▶ **About this task**
Repeat every entry exactly as it appears.

Start of Information provided

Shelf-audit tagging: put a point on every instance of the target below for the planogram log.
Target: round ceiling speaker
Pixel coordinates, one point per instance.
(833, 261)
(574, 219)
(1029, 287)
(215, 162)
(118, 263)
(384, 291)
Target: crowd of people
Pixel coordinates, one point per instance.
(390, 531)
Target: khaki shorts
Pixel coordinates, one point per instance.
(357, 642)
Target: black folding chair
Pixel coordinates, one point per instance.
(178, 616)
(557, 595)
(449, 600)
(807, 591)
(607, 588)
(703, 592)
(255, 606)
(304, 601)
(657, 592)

End of Information provided

▶ **Exercise response**
Shelf-audit tagging: put a point on every instance of the target below for the planogram log.
Target: round ceiling speaker
Pixel coordinates, one point per instance.
(833, 261)
(574, 219)
(1029, 287)
(215, 162)
(118, 263)
(384, 291)
Target: crowd of people
Pixel coordinates, one point per instance.
(390, 531)
Target: khaki shorts
Pixel coordinates, one point per instance.
(357, 642)
Target: black folding chair
Pixel coordinates, one point per instance.
(178, 616)
(557, 595)
(449, 600)
(807, 591)
(607, 588)
(703, 592)
(255, 606)
(304, 601)
(657, 592)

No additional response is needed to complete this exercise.